### SELECTED TEXT
--
Police in Waterloo are currently investigating a series of anti-women messages being spread throughout the University of Waterloo campus that have caused two student centres to shut down.
Posters were pinned around campus, placed over campaign posters for female candidates in the school’s student union election and featured a photo of Marie Curie, a chemist and physicist whose research in radiation led to the creation of cancer treatments as well as nuclear technology, according to CTV News.
CTV reported the posters showed Curie beside a photo of a mushroom cloud, and read “the brightest woman the earth has ever given was Marie Curie, mother of the nuclear bomb. You tell me if the plan of women leading over men is still a good idea.”
A fraudulent email with the poster attached was also sent to students, allegedly from the university’s president, Feridun Hamdullahpur, saying the university was attempting to “expose the defective moral intelligence of womankind,” according to the Kitchener Record.
--
[Extracted records]
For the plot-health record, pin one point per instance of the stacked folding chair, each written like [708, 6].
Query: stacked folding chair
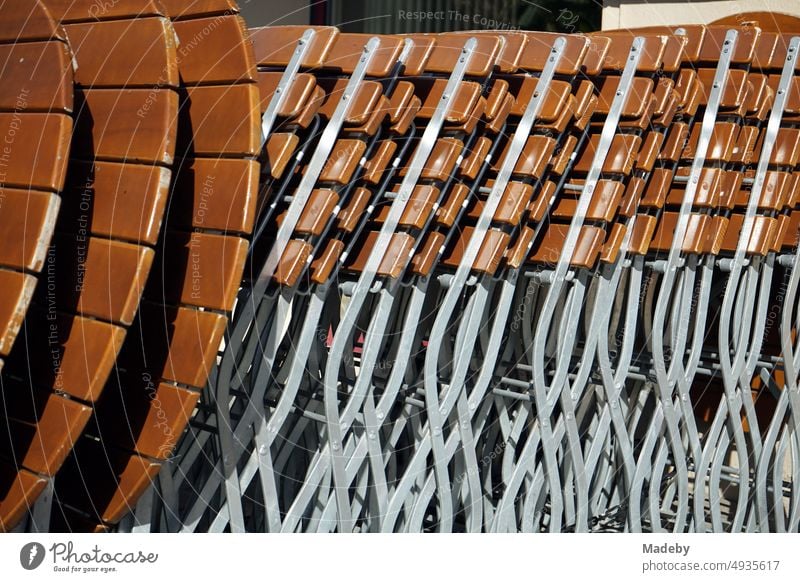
[294, 279]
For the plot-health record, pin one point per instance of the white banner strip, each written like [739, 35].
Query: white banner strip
[406, 558]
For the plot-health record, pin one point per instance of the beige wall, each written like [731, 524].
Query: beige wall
[274, 12]
[633, 13]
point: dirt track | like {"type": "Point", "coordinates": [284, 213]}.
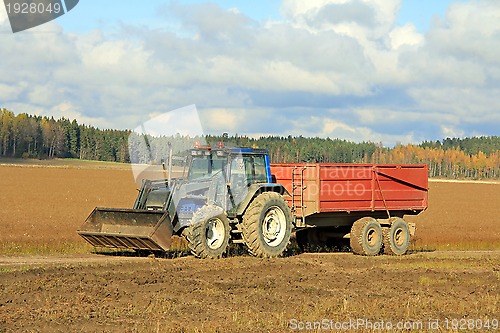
--
### PROBLEM REQUIREMENTS
Can you write out the part of the Waterloo poster report starting with "A fraudulent email" and going on through "the Kitchener Record."?

### SOLUTION TO THIS EXERCISE
A fraudulent email with the poster attached was also sent to students, allegedly from the university’s president, Feridun Hamdullahpur, saying the university was attempting to “expose the defective moral intelligence of womankind,” according to the Kitchener Record.